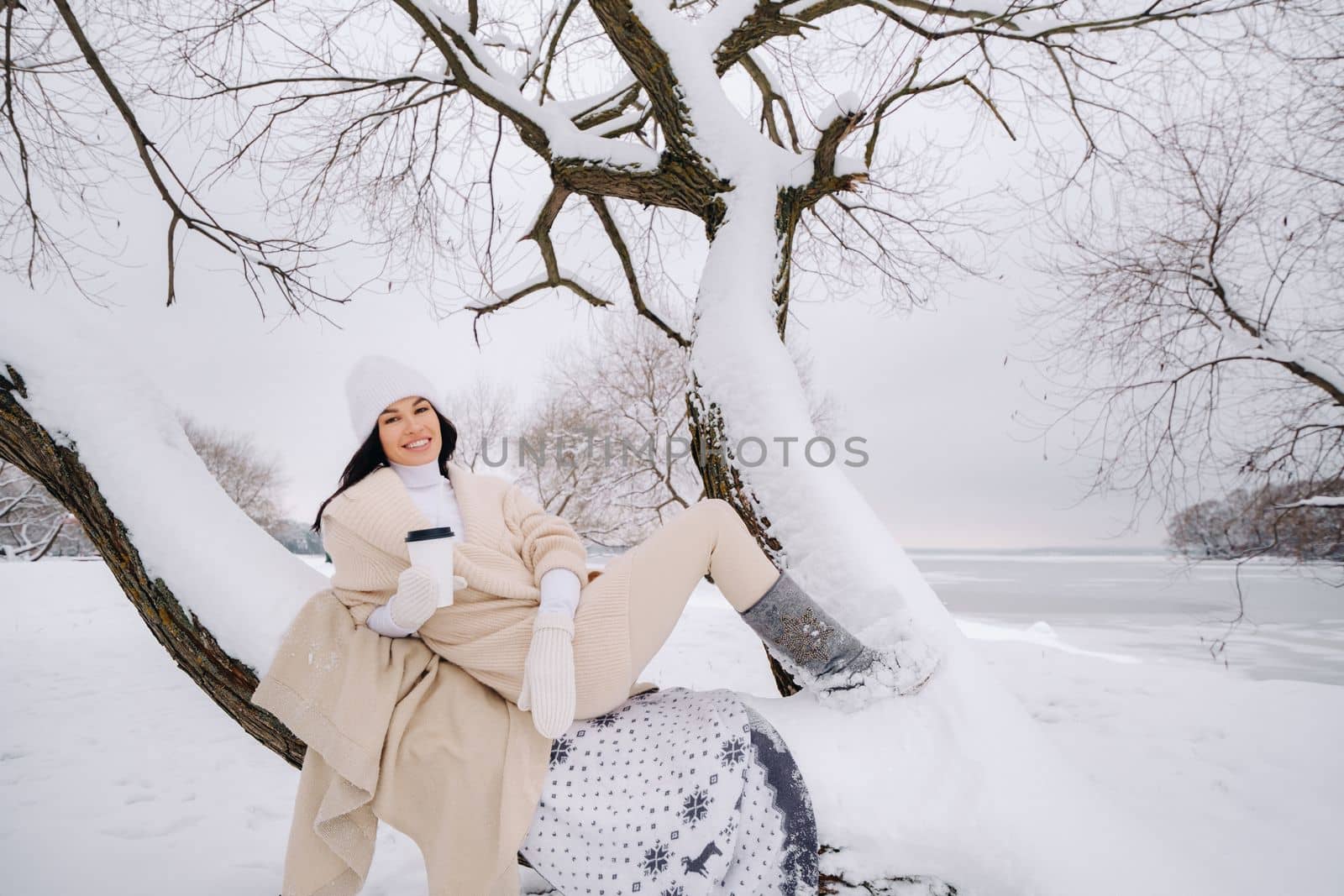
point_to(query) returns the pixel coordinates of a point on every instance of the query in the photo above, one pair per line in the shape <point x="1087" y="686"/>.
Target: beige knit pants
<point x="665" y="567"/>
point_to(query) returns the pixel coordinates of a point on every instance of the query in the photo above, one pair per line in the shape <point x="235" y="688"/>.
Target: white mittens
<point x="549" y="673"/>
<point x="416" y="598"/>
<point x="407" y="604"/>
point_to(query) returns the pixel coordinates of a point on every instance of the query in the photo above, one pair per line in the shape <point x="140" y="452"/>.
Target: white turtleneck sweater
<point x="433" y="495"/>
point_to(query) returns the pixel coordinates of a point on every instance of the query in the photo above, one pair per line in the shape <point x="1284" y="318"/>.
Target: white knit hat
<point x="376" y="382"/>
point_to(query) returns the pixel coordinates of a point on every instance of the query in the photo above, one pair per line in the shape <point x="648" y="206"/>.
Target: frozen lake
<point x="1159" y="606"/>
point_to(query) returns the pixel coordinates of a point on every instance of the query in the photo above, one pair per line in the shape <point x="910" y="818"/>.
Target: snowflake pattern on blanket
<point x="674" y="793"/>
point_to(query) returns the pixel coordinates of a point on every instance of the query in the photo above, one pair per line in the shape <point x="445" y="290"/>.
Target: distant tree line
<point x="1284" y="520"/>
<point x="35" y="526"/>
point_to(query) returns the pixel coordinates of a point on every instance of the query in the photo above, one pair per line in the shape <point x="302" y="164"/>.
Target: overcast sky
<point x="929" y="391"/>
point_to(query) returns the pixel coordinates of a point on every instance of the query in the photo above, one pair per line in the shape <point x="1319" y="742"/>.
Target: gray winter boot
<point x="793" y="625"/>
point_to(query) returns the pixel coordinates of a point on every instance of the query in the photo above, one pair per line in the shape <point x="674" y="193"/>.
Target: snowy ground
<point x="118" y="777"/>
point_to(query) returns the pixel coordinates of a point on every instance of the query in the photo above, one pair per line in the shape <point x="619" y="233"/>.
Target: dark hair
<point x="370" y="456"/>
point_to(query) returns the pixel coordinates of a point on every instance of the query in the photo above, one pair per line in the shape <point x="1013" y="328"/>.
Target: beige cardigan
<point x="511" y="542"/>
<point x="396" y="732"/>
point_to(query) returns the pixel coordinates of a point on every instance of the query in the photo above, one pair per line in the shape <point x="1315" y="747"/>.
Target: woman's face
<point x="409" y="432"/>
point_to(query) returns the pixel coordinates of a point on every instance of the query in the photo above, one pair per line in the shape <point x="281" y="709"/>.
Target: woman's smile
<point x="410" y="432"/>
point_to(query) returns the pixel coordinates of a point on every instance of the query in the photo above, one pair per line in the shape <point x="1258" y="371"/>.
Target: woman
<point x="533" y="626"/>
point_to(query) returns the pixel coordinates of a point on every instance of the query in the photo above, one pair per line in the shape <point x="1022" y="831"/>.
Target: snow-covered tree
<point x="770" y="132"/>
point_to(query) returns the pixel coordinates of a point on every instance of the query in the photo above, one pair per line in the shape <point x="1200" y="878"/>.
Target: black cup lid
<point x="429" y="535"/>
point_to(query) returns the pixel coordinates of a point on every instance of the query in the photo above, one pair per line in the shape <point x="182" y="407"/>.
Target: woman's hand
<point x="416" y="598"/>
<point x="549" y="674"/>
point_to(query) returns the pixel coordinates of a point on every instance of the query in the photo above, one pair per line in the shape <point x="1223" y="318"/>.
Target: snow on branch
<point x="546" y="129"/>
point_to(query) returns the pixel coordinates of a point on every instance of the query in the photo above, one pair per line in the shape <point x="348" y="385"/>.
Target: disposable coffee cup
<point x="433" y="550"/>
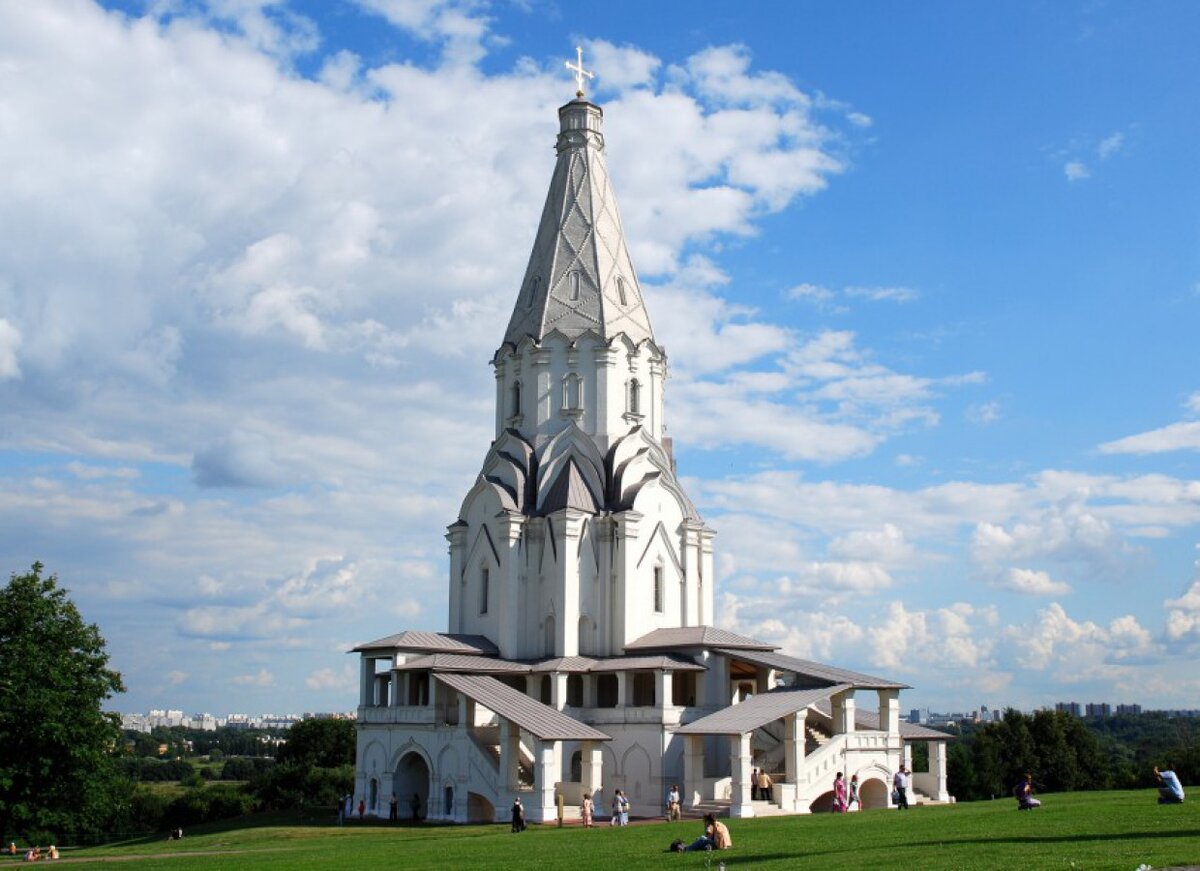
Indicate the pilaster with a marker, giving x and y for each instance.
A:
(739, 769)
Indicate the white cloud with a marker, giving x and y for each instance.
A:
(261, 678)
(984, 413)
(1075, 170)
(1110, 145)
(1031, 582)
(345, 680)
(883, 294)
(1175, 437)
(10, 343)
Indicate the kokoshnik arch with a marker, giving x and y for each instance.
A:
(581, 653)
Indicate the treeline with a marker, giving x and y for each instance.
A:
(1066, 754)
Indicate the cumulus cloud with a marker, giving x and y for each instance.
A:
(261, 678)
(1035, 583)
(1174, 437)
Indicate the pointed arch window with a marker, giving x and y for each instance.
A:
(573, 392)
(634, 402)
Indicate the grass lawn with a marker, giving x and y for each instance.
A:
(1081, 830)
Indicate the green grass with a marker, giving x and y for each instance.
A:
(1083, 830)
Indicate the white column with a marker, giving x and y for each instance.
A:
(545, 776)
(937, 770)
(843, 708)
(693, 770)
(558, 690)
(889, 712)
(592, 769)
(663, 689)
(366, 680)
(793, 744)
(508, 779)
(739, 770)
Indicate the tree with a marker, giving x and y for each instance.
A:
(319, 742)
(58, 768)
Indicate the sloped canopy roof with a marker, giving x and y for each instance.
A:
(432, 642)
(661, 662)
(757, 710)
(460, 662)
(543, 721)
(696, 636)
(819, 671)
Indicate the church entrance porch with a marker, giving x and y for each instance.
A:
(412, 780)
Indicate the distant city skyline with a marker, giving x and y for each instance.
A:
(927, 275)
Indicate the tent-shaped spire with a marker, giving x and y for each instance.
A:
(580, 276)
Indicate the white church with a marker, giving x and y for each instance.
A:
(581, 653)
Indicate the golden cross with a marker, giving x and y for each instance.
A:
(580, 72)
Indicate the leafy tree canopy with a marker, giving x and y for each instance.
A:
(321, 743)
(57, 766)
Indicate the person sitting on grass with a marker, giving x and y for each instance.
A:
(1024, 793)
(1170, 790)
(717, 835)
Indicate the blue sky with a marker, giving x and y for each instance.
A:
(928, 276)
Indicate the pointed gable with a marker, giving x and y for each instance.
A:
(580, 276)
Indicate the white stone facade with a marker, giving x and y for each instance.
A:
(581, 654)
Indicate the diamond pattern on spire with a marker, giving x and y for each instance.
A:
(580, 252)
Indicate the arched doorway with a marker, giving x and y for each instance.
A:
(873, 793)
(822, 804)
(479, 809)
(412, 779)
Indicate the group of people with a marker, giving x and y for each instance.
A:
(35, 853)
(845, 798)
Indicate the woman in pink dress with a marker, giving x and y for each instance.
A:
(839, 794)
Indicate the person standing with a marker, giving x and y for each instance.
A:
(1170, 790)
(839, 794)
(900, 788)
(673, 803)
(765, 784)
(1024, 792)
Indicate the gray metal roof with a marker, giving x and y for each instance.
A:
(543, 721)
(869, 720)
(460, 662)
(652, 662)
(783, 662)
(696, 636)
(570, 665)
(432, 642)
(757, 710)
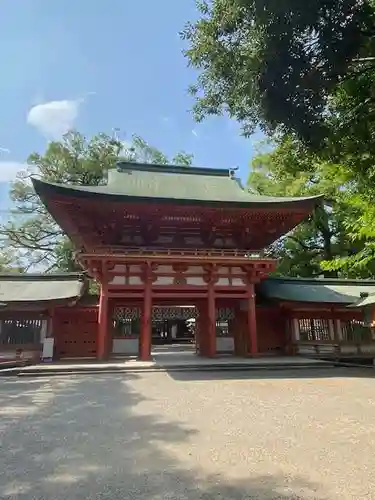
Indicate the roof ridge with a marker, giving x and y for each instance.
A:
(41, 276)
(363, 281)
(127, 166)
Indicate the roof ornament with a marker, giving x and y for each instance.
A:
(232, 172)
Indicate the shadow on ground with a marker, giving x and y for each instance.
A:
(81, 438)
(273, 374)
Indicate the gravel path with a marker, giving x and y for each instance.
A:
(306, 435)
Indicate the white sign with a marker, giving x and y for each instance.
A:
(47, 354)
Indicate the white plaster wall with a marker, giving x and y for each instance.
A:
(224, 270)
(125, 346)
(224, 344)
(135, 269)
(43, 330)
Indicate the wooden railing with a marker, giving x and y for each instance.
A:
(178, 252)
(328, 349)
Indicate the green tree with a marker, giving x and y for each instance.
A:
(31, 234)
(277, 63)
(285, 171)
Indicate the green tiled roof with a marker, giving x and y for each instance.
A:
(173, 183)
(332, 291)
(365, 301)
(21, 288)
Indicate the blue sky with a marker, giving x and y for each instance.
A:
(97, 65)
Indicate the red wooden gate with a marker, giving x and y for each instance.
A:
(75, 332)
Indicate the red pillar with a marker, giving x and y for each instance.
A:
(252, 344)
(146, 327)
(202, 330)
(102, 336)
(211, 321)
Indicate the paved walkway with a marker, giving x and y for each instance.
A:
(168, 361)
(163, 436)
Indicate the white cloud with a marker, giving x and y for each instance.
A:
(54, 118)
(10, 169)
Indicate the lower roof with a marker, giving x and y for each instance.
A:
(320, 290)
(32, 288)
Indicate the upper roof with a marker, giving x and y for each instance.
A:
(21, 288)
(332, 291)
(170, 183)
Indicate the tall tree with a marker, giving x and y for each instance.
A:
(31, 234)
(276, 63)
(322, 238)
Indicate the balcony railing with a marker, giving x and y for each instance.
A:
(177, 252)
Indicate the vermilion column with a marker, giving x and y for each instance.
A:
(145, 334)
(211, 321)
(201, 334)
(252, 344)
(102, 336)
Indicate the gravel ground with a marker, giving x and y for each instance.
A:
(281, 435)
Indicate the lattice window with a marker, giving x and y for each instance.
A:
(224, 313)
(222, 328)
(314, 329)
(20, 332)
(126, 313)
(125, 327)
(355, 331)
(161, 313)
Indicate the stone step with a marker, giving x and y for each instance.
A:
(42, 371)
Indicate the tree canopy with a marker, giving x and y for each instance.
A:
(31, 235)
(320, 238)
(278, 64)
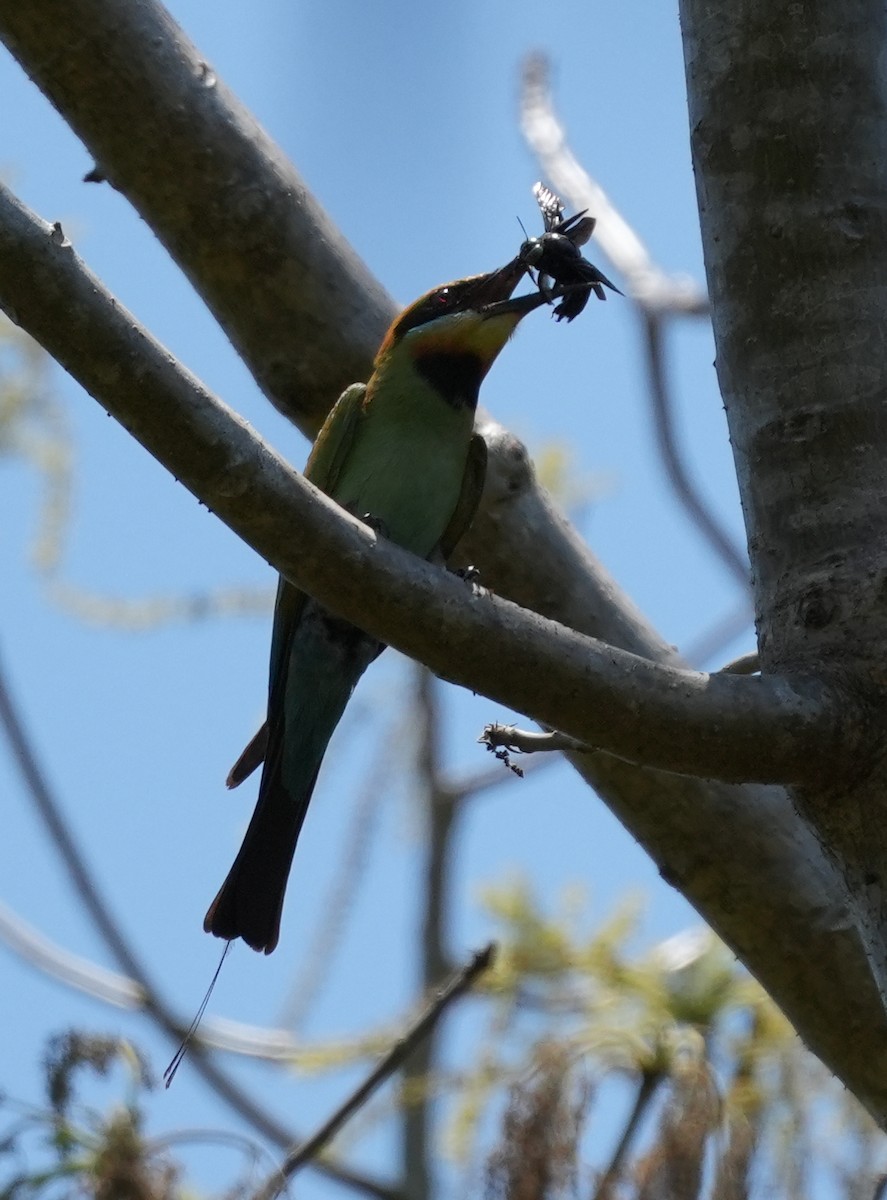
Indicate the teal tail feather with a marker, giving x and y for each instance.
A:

§ **THE EXERCISE**:
Beginning at the line with "Indicate the red wooden", reproduce each line exactly through the last line of the records above, with pictures left out.

§ **THE RESULT**:
Indicate the red wooden gate with a marker, giving x and y for each instance.
A:
(75, 332)
Indicate the red pillar with a marker, giving x and y for each instance.
A:
(252, 344)
(146, 327)
(202, 330)
(102, 336)
(211, 321)
Indicate the paved walkway with a marker, giving x and y for each instance.
A:
(168, 361)
(163, 436)
Indicate the white cloud with a marker, giving x and y for each instance.
A:
(54, 118)
(10, 169)
Indicate the lower roof with a marker, giving x and y for each instance.
A:
(320, 290)
(32, 288)
Indicate the upper roof with a marker, giving x and y for each instance.
A:
(21, 288)
(332, 291)
(170, 183)
Indicate the tall tree with a marker, giving x and y for each instance.
A:
(31, 234)
(276, 63)
(322, 238)
Indicate the balcony railing with a marker, giving x and y for each instance.
A:
(177, 252)
Indicate the vermilion column with a marker, giving x and y for each instance.
A:
(145, 334)
(211, 321)
(201, 334)
(252, 344)
(102, 336)
Indicate the gravel ground with a marker, giving x and y for each instance.
A:
(281, 435)
Indicate the lattice window with a marker, giving x and y for each instance.
A:
(224, 313)
(222, 328)
(314, 329)
(20, 332)
(126, 313)
(125, 327)
(355, 331)
(161, 313)
Indicate the stone step with a marker, giving x and y for each instance.
A:
(42, 371)
Indicate the tree canopy with a marker, giving x and y for each instance.
A:
(31, 235)
(320, 238)
(278, 64)
Indicate the teal tail feather with a marker, giving x and y for each instance.
A:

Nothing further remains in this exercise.